_CHALLENGE 1:_
Count the lines in the records that contain the word "sign" and give only that number.

_READING PASSAGE:_
DEFINITION of 'Basing'

Basing refers to a period in which a stock or other traded security is showing minimal upward or downward movement. The resulting price pattern looks like a flat line or slightly rounded. Often, 'basing' is a term used by technical analysts to describe an issue that is consolidating after a period of rapid growth or decline. A stock that is basing has equal amounts of supply and demand.

                           Example of a Basing Formation


Image depicting a basing formation.


Basing is a common occurrence after a stock or the market has been in a lengthy decline or had a significant advance. In other words, the market is taking a break. Some stocks can form a base that lasts for several years before the trend reverses. Basing periods are accompanied by declining volume as prices consolidate. Volatility also contracts as a stock trades sideways. (For more, see: How Do I Identify a Stock That is Under Consolidation?)

Stocks that are basing establish clear support and resistance levels as the bulls and bears fight for control. Institutional traders may use a basing period to accumulate a large order they are buying for a customer. Many technical analysts believe that basing is crucial, especially for stocks that have had a rapid advance. They view basing as the "breather" that allows the issue to continue climbing.

_THE INPUT:_
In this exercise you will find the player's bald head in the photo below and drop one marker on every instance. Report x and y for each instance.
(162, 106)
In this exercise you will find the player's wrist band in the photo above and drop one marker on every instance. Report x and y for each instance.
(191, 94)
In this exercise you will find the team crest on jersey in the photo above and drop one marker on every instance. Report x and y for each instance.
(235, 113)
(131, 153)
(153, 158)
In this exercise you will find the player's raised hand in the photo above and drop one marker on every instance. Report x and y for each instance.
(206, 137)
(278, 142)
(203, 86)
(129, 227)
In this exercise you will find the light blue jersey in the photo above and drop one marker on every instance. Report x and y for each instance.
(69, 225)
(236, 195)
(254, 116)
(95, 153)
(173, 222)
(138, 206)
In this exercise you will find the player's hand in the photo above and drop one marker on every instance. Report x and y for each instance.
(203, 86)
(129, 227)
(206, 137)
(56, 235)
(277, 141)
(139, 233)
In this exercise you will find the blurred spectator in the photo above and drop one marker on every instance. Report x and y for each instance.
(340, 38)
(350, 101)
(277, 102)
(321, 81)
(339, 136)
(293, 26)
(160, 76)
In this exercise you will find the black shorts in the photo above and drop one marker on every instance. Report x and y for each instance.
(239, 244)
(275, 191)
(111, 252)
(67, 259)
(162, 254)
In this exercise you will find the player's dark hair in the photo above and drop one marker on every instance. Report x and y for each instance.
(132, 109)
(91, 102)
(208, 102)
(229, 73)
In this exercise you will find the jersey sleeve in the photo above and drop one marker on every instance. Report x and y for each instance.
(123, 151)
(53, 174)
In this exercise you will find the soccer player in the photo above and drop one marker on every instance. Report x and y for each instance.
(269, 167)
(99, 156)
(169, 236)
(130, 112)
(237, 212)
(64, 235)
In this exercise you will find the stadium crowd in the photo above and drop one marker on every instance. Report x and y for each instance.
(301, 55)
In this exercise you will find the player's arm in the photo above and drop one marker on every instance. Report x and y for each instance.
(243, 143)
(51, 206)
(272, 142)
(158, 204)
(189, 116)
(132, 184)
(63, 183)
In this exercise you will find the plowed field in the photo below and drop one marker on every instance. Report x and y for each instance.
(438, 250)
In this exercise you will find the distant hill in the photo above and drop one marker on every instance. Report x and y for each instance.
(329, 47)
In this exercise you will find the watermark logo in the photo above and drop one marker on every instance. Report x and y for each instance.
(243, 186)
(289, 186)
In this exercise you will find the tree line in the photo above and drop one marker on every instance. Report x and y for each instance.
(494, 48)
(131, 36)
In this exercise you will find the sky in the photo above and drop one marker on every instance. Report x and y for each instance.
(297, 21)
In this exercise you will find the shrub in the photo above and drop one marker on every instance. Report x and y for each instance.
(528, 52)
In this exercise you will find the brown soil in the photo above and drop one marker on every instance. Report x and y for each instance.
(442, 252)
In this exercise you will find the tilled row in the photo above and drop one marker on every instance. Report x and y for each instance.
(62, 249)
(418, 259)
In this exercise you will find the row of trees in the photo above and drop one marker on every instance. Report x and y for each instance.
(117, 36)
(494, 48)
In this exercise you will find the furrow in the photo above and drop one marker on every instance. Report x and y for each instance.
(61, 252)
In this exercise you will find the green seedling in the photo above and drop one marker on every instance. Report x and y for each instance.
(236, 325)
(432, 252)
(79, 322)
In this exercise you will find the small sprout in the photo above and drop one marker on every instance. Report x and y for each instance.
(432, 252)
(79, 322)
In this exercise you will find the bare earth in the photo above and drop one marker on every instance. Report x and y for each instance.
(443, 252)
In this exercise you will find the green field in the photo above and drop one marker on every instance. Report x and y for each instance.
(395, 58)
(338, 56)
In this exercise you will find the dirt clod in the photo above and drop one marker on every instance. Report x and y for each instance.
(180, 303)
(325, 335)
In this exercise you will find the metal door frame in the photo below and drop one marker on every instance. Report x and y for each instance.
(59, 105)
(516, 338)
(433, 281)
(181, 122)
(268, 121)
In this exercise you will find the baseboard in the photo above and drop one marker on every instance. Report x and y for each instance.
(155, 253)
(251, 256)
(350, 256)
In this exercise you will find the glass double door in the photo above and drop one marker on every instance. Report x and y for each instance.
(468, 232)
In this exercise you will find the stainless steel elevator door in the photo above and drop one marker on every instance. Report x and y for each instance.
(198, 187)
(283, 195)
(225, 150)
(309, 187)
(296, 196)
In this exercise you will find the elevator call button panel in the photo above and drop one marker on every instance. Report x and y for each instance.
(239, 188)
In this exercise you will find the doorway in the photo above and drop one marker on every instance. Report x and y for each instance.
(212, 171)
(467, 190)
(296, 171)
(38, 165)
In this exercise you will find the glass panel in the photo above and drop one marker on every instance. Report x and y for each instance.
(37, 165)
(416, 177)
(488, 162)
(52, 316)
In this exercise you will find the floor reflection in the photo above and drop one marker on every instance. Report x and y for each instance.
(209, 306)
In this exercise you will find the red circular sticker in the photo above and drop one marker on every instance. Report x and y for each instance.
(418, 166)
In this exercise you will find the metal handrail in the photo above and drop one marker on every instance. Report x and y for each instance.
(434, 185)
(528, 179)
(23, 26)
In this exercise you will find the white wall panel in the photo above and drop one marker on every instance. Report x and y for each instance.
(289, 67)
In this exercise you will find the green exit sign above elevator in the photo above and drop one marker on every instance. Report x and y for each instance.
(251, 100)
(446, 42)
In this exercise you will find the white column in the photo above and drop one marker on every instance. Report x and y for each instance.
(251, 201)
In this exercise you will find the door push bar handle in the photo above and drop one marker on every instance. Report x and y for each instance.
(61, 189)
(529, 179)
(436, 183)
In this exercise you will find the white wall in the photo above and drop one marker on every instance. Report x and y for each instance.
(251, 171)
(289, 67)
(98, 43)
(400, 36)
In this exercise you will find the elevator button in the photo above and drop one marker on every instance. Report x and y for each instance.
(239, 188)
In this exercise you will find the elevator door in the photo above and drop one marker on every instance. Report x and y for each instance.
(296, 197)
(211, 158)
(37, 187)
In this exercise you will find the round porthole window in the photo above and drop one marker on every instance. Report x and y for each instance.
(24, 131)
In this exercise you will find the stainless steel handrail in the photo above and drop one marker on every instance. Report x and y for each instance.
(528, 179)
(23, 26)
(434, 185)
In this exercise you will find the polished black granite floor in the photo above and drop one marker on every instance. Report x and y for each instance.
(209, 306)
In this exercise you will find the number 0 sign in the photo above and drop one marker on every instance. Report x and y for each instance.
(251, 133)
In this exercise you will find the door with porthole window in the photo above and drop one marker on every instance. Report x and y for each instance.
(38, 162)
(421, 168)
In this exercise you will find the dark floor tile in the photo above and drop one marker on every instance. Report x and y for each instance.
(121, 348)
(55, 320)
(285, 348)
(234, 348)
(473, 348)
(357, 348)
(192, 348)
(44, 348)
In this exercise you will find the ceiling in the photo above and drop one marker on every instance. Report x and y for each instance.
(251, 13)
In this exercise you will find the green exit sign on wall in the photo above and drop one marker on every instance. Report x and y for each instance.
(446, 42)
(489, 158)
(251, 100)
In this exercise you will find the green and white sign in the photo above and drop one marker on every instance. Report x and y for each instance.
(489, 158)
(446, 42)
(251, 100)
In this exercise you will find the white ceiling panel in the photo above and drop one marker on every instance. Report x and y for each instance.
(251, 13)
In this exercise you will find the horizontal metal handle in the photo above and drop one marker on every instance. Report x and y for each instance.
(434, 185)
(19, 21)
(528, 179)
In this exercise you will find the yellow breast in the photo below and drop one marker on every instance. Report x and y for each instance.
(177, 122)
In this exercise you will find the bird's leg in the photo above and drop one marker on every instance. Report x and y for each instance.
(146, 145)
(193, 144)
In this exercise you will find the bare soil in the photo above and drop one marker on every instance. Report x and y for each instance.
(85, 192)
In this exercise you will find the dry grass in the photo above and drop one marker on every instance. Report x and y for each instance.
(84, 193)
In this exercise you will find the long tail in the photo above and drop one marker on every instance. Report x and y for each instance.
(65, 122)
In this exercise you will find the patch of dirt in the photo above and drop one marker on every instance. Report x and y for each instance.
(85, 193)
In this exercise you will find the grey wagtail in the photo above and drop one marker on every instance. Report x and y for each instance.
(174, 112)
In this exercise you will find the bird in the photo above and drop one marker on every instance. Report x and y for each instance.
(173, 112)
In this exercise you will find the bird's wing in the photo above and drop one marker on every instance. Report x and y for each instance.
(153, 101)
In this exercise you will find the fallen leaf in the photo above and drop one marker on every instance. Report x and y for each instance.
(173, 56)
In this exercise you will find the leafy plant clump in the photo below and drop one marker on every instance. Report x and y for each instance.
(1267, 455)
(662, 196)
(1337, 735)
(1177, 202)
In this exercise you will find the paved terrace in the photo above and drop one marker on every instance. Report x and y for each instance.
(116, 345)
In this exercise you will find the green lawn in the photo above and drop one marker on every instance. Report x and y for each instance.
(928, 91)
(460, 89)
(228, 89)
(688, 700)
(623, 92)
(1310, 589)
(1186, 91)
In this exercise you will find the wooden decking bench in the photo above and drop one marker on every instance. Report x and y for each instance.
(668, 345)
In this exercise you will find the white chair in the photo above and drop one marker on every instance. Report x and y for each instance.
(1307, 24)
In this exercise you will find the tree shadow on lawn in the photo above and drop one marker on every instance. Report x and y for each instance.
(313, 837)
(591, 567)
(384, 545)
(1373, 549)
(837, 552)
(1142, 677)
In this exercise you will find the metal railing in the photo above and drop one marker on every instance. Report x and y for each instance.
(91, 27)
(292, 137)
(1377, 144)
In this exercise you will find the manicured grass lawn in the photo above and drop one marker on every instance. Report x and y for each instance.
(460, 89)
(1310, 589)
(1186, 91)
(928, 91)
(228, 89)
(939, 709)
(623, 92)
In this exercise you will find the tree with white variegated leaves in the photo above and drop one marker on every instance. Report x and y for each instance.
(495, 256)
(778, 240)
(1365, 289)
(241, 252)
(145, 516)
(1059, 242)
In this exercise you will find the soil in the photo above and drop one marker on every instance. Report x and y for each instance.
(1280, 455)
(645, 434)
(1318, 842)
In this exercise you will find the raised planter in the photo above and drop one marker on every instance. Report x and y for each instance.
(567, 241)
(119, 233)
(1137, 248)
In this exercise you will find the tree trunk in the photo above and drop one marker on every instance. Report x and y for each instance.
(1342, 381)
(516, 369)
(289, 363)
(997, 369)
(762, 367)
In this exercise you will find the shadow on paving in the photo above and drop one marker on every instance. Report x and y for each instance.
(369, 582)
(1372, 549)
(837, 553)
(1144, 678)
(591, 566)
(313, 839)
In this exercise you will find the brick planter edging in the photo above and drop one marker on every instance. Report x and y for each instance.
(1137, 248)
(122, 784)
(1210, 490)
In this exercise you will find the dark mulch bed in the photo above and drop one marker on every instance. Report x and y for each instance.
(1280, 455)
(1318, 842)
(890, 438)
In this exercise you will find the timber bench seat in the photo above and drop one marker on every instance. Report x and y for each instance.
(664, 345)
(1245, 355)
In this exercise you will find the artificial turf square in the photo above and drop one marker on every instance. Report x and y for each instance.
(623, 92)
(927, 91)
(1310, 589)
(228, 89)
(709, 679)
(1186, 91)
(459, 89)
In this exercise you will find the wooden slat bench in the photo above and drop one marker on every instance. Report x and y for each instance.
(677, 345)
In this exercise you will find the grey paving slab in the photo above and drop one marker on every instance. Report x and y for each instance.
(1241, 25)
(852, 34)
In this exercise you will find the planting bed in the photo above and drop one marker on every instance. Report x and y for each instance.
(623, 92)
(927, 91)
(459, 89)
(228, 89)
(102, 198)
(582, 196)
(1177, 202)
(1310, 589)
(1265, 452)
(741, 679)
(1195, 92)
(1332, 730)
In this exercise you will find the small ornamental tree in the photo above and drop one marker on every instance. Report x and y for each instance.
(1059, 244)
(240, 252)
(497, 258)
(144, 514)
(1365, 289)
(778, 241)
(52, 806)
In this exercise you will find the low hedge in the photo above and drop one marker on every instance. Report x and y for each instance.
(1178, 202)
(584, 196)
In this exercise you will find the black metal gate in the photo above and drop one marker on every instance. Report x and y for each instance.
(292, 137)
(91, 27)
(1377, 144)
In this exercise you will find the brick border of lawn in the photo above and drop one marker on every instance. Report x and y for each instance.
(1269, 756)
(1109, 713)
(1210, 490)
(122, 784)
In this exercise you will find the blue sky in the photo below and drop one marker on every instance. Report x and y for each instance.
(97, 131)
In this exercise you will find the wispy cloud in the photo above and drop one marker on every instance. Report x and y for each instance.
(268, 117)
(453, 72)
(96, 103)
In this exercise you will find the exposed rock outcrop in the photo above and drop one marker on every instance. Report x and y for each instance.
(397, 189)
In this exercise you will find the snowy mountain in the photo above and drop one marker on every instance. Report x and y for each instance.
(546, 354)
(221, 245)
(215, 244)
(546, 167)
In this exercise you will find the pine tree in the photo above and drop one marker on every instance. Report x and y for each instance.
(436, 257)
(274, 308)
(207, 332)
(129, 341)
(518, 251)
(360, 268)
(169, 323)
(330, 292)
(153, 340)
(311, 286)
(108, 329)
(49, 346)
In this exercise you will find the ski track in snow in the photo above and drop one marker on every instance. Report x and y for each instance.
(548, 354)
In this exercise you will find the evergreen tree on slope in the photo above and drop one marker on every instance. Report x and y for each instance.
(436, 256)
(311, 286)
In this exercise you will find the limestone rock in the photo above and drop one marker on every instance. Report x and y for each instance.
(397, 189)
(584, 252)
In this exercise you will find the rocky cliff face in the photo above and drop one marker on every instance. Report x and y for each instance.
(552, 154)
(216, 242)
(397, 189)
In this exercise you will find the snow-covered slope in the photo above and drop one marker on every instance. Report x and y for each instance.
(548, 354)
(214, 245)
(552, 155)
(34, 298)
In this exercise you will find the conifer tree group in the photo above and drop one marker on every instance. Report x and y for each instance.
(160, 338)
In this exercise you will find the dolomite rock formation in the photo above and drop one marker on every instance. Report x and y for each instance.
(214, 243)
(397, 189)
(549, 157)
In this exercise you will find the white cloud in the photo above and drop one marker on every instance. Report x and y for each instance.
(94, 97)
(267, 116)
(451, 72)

_CHALLENGE 2:_
Answer these questions from the text on basing.
(a) What does the price pattern look like when a stock is basing?
(b) What happens to volume during basing periods?
(c) What may institutional traders use a basing period to do?

_CORRECT ANSWER 1:_
4

_CORRECT ANSWER 2:_
(a) A flat line or slightly rounded.
(b) It declines as prices consolidate.
(c) Accumulate a large order they are buying for a customer.